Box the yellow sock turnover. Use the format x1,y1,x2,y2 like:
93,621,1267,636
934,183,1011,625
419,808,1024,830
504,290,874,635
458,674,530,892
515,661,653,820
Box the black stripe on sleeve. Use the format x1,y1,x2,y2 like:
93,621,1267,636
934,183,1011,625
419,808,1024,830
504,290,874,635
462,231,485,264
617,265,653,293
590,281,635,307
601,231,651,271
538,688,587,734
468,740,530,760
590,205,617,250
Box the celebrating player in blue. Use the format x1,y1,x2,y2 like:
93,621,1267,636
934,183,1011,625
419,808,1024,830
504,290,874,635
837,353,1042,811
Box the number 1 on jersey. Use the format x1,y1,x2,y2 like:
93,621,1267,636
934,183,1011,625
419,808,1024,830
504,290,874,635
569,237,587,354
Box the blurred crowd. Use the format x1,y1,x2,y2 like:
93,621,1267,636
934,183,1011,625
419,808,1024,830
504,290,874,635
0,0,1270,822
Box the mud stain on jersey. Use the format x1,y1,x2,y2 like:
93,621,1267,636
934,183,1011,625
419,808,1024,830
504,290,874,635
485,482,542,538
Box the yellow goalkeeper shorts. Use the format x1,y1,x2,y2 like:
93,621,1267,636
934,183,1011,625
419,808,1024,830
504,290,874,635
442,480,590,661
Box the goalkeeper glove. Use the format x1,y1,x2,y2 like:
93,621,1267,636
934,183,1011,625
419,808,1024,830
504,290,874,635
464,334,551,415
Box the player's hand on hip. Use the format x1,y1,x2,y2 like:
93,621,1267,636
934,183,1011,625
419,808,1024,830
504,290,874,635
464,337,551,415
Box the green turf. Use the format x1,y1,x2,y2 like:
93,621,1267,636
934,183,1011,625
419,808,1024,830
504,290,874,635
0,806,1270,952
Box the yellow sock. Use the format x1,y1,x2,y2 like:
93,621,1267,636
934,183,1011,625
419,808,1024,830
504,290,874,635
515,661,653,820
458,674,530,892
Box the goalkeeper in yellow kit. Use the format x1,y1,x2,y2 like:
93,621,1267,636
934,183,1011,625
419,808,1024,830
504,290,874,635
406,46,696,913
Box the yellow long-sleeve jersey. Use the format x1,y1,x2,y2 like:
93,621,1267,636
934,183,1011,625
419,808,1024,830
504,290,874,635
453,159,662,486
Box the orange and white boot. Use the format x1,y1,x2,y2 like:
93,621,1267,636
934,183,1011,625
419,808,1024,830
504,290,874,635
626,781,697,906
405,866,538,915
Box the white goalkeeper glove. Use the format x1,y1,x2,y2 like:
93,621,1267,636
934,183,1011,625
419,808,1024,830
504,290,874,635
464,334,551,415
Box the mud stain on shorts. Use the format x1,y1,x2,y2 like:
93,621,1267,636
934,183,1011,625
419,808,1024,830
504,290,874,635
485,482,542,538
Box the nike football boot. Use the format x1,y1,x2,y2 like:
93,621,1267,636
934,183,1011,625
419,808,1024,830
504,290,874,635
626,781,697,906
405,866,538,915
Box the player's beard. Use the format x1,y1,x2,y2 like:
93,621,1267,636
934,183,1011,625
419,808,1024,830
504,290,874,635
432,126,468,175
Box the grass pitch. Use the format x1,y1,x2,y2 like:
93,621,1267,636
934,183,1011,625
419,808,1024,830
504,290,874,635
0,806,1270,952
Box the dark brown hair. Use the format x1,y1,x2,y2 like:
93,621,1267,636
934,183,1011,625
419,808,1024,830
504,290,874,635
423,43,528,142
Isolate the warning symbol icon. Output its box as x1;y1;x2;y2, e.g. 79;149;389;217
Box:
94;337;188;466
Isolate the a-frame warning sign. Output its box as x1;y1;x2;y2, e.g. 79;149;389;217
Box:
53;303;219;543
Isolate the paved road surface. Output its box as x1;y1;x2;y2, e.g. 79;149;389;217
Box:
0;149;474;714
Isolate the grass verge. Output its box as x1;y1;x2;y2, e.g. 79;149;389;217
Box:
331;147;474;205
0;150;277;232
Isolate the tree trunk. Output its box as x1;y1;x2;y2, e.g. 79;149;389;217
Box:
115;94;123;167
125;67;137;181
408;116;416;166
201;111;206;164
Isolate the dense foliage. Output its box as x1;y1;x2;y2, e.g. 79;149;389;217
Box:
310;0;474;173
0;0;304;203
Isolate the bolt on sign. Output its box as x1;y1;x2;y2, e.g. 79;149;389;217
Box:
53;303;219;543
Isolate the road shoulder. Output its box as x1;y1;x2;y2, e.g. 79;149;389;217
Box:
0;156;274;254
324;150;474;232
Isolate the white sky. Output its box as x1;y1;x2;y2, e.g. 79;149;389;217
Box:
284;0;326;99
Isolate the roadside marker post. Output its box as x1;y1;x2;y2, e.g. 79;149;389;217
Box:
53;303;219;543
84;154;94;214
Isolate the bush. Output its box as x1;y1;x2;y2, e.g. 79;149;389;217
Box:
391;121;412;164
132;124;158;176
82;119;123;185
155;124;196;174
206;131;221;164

===

Your goal:
Reproduce the full listing word for word.

Written answer:
Box the yellow sock turnover. Use the format x1,y1,x2,y2 like:
93,621,1267,636
934,183,1011,625
419,808,1024,830
504,290,874,635
458,674,530,892
515,661,653,820
Box the black stripe on sleeve. Use the format x1,y1,x2,y2 like:
93,621,1267,636
934,183,1011,625
419,808,1024,830
504,290,874,635
462,231,485,264
617,265,653,293
590,281,635,307
601,231,651,271
538,688,587,734
468,740,530,760
590,205,617,250
Box the celebrating player in blue. Use the format x1,y1,x2,y2 like:
93,621,1267,636
934,183,1011,625
419,808,1024,830
504,290,874,635
837,353,1042,811
Box the number 1 on jersey. Use the format x1,y1,x2,y2 like:
93,621,1267,636
934,183,1011,625
419,808,1024,830
504,290,874,635
569,237,587,354
Box the blurred crowd. Use the format x1,y1,x2,y2 like:
93,621,1267,636
934,183,1011,625
419,808,1024,830
504,290,874,635
0,0,1270,822
Box the mud stain on jersey. Use the format x1,y1,x2,y2 like:
93,621,1267,636
934,183,1011,625
419,808,1024,830
504,290,874,635
485,482,542,538
Box the yellow goalkeeper shorts. Use the format x1,y1,x2,y2 like:
93,621,1267,636
934,183,1011,625
419,808,1024,830
504,290,874,635
442,480,590,661
Box the goalkeeper glove. Use the format x1,y1,x2,y2 like:
93,621,1267,636
934,183,1011,625
419,808,1024,830
504,290,874,635
464,334,551,415
Box the player's hand on hip. Use the format x1,y1,x2,y2 like:
93,621,1267,636
934,183,1011,625
419,808,1024,830
504,290,874,635
464,337,551,415
Box the green turf. Use the format x1,y1,x2,y2 like:
93,621,1267,636
934,183,1011,625
419,808,1024,830
504,290,874,635
0,806,1270,952
Box the yellow sock. Use the format x1,y1,x2,y2 like:
93,621,1267,636
934,183,1011,625
419,808,1024,830
504,290,874,635
515,661,653,820
458,674,530,892
Box the goalkeeper in yellow kit. Use the format x1,y1,x2,y2 like:
93,621,1267,636
934,183,1011,625
419,808,1024,830
504,290,874,635
406,46,696,913
Box the yellow long-sleeve jersey. Use the format x1,y1,x2,y2 like:
93,621,1267,636
934,183,1011,625
419,808,1024,830
504,290,874,635
453,159,662,486
Box the orange and white boot. Use the format x1,y1,x2,y2 like:
93,621,1267,636
934,183,1011,625
419,808,1024,830
504,290,874,635
626,781,697,906
405,866,538,915
Box the white goalkeeper glove. Use the format x1,y1,x2,y2 like:
93,621,1267,636
934,183,1011,625
419,808,1024,830
504,290,874,635
464,334,551,415
Box the mud stain on shorts. Use the format x1,y1,x2,y2 like:
93,621,1267,636
934,183,1011,625
419,808,1024,830
504,290,874,635
485,482,542,538
Box the nike football boot. Use the format x1,y1,x2,y2 like:
93,621,1267,636
934,183,1011,625
419,808,1024,830
504,290,874,635
626,781,697,906
405,866,538,915
Box the player's beard. Use the format x1,y1,x2,y2 like:
93,621,1267,636
934,183,1011,625
419,808,1024,830
504,290,874,635
432,126,468,175
Box the grass pitch. Use the format x1,y1,x2,y2 like:
93,621,1267,636
934,183,1011,625
419,808,1024,830
504,290,874,635
0,806,1270,952
Box the dark brown hair. Use the format x1,y1,x2,y2 like:
93,621,1267,636
934,183,1011,625
419,808,1024,830
504,290,874,635
423,43,528,142
Isolate the warning symbol icon. Output its box as x1;y1;x2;y2, e.g. 79;149;389;217
Box:
94;337;188;466
Isolate the a-frame warning sign. Output its box as x1;y1;x2;y2, e.g. 79;149;389;217
Box:
53;303;219;543
Isolate the paved road surface. Output its box as x1;y1;x2;y2, e.g. 79;149;389;217
Box:
0;149;474;714
Isolate the grass verge. Output its box as x1;y1;x2;y2, e.g. 79;149;389;217
Box:
331;147;474;205
0;150;277;232
Isolate the tree trunk. Output its box as x1;y1;x2;y2, e.g. 79;149;389;217
Box:
115;94;123;167
125;67;137;181
408;116;416;166
201;111;206;164
Isolate the dense foliage. Output its box as x1;y1;x2;y2, e.g. 79;149;389;217
Box:
310;0;474;173
0;0;304;203
Isolate the bolt on sign. Output its box as x1;y1;x2;y2, e.g. 79;149;389;217
Box:
53;303;219;543
Isolate the road shoulder. Output its box as x1;y1;x2;y2, e.g. 79;149;389;217
Box:
0;156;274;254
324;150;474;232
Isolate the white sky. Output its box as x1;y1;x2;y2, e.g. 79;149;389;217
Box:
284;0;326;99
Isolate the roadside marker post. Output its box as x1;y1;x2;y2, e.g. 79;149;389;217
Box:
53;303;219;543
84;154;94;214
Isolate the bush. Output its box as x1;y1;x2;y2, e.g. 79;149;389;217
Box:
391;121;412;164
132;124;158;176
82;119;123;185
155;124;196;174
206;131;221;164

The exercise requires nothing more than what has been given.